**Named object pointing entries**
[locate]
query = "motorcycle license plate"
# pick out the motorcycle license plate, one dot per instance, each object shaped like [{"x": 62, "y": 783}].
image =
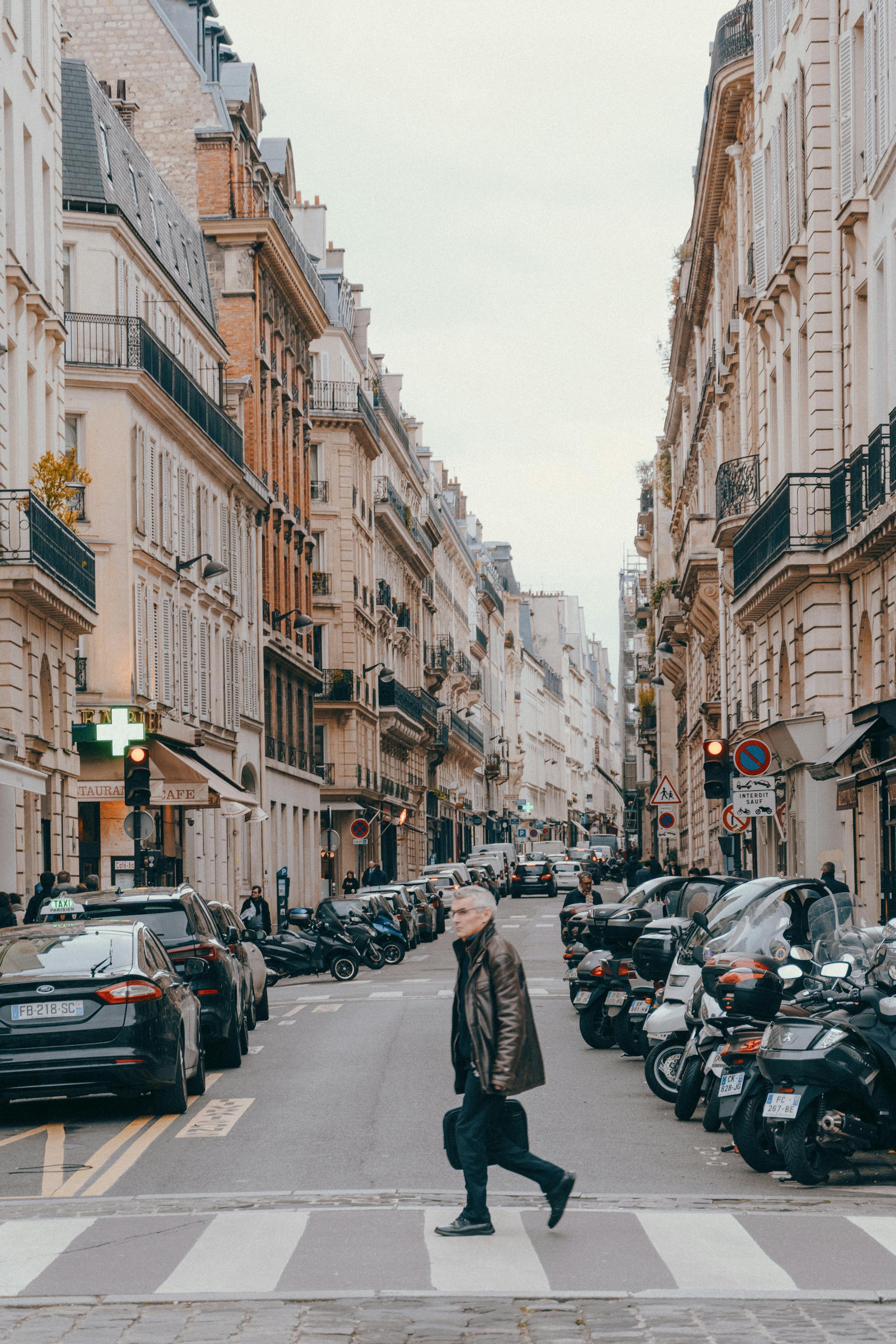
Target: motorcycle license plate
[{"x": 781, "y": 1107}]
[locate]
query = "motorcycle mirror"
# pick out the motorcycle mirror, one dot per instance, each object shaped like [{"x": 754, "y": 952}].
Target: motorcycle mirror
[{"x": 835, "y": 970}]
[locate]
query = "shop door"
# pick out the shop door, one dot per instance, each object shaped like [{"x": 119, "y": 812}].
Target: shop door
[{"x": 887, "y": 851}]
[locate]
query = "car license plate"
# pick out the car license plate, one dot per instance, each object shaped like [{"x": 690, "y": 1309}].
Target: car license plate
[
  {"x": 781, "y": 1107},
  {"x": 61, "y": 1008}
]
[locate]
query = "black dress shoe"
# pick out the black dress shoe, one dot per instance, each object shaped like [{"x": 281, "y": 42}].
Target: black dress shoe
[
  {"x": 465, "y": 1228},
  {"x": 558, "y": 1197}
]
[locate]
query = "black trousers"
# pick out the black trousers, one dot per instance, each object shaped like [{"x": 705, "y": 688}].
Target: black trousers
[{"x": 480, "y": 1117}]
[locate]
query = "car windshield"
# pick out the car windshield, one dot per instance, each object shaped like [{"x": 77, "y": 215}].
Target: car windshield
[
  {"x": 89, "y": 952},
  {"x": 164, "y": 921}
]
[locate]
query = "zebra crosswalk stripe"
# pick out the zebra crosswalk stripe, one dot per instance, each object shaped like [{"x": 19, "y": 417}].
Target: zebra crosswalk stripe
[{"x": 240, "y": 1252}]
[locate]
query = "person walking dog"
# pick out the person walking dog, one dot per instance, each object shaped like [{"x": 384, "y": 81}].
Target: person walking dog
[{"x": 495, "y": 1053}]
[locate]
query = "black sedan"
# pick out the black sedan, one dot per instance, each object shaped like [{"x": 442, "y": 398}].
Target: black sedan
[
  {"x": 97, "y": 1007},
  {"x": 534, "y": 877}
]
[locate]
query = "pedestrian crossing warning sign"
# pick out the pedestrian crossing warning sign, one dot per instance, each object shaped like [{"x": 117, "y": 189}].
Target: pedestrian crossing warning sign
[{"x": 665, "y": 795}]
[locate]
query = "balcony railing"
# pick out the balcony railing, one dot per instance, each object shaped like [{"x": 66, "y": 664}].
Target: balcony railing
[
  {"x": 30, "y": 534},
  {"x": 97, "y": 340},
  {"x": 337, "y": 685},
  {"x": 797, "y": 517},
  {"x": 397, "y": 697},
  {"x": 737, "y": 487}
]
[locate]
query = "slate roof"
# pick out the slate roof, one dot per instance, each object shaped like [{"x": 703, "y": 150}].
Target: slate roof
[{"x": 128, "y": 185}]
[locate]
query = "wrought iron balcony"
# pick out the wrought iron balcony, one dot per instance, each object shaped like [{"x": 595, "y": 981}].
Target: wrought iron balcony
[
  {"x": 99, "y": 340},
  {"x": 30, "y": 534},
  {"x": 797, "y": 517},
  {"x": 737, "y": 487},
  {"x": 397, "y": 697},
  {"x": 337, "y": 685}
]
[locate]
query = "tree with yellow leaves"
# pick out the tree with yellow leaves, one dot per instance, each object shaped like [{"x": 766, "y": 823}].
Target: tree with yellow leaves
[{"x": 56, "y": 480}]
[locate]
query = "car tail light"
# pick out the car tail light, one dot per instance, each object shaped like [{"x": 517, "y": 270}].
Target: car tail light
[{"x": 130, "y": 992}]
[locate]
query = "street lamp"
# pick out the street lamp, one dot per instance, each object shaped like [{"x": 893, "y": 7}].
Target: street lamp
[
  {"x": 386, "y": 675},
  {"x": 298, "y": 624},
  {"x": 210, "y": 570}
]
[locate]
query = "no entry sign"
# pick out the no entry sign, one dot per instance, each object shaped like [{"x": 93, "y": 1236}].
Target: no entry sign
[{"x": 753, "y": 757}]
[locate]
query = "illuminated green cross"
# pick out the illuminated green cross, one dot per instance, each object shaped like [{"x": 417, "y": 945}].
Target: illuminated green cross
[{"x": 120, "y": 732}]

**THE EXERCISE**
Repeat the records above exactly, omitting every picture.

**FULL RESPONSE**
[locate]
query = "motorcycle license plate"
# pick out the motorcycle license plate, one dot per instance, each object shaped like [{"x": 62, "y": 783}].
image =
Target: motorcycle license plate
[{"x": 781, "y": 1107}]
[locate]
query = "motorcycle mirror"
# pick out the motorcycle mirror, one dot per instance, each object shaped like [{"x": 754, "y": 952}].
Target: motorcycle mirror
[{"x": 835, "y": 970}]
[locate]
query = "shop door"
# pick out the shop door, one dot per instance, each object shaped like [{"x": 119, "y": 812}].
Target: shop door
[{"x": 887, "y": 851}]
[locate]
query = "car license plate"
# pick out the car license plate, one dot per instance, each object shaped like [{"x": 690, "y": 1309}].
Target: car license plate
[
  {"x": 781, "y": 1107},
  {"x": 61, "y": 1008}
]
[locate]
query = "black dress shoe"
# pick out the black dress shoe, one dot per instance, each object shaped like [{"x": 281, "y": 42}].
Target: black dress shoe
[
  {"x": 465, "y": 1228},
  {"x": 558, "y": 1197}
]
[locate]
query = "black trousers"
# pick out the black trousers, one dot per instance, each object shaped like [{"x": 705, "y": 688}].
Target: black trousers
[{"x": 480, "y": 1117}]
[locate]
query = "car windshield"
# pick out the car windshield, one dot per instance, each object shaped like [{"x": 77, "y": 215}].
Target: car windshield
[
  {"x": 89, "y": 952},
  {"x": 164, "y": 921}
]
[locate]
query = "zebra crosswalk stripe"
# pick out the zebra crosswalk stripe, one dot per instance, each object shaped like [{"x": 19, "y": 417}].
Target: zebra crosswalk stripe
[{"x": 240, "y": 1252}]
[locate]
query = "person walking dog"
# pick out the person walking dog, one dot per instance, each object shaped like [{"x": 384, "y": 81}].
Target: person walking dog
[{"x": 495, "y": 1053}]
[locate]
query = "black sedan"
# pick out the black sedan, one dot per instance, each object shaped like [{"x": 442, "y": 398}].
Target: black sedan
[
  {"x": 97, "y": 1007},
  {"x": 534, "y": 877}
]
[locate]
query = "pedestrian crossing warning sign"
# pick out the pedestrian crossing warning sign, one dot per instance, each object shaped like [{"x": 117, "y": 189}].
Target: pedestrian crossing warning sign
[{"x": 665, "y": 795}]
[locate]
query = "balcony railing"
# pick out the balcony railing, one dot per instance, each object shaped like [{"x": 66, "y": 664}].
Target: balcony railing
[
  {"x": 30, "y": 534},
  {"x": 97, "y": 340},
  {"x": 337, "y": 685},
  {"x": 797, "y": 517},
  {"x": 397, "y": 697},
  {"x": 737, "y": 487}
]
[locate]
query = "slate roof"
# pick out the slate roof, one dot per instance, each object shaped like [{"x": 703, "y": 150}].
Target: slate roof
[{"x": 128, "y": 185}]
[locate]
query = "wrought iron balcony"
# pick out the wrought iron balcony, one dot per instance, each object shaped like [{"x": 595, "y": 981}].
Target: wrought iron balcony
[
  {"x": 99, "y": 340},
  {"x": 30, "y": 534},
  {"x": 797, "y": 517},
  {"x": 737, "y": 487},
  {"x": 397, "y": 697},
  {"x": 337, "y": 685}
]
[locate]
query = "tree with yellow leaves"
# pick out the tree with yellow leaves, one dot per instance, each object shaped like [{"x": 766, "y": 823}].
Target: tree with yellow leaves
[{"x": 56, "y": 480}]
[locate]
query = "car tail light"
# pick out the car tail light, one dot per instance, each object shaped like [{"x": 517, "y": 270}].
Target: car tail light
[{"x": 130, "y": 992}]
[locate]
query = "street lamp"
# pick out the street lamp, one dot per instance, each object shaped like [{"x": 893, "y": 7}].
Target: street lamp
[
  {"x": 386, "y": 675},
  {"x": 298, "y": 624},
  {"x": 210, "y": 570}
]
[locate]
query = "no entry sign"
# pick out the no entry sign, one dot per instance, each object shaped like [{"x": 93, "y": 1236}].
Target: no entry sign
[{"x": 753, "y": 757}]
[locate]
query = "illuminated green cross"
# pick out the illuminated green cross, one dot per instance, each object shaped like [{"x": 417, "y": 945}].
Target: illuminated green cross
[{"x": 120, "y": 732}]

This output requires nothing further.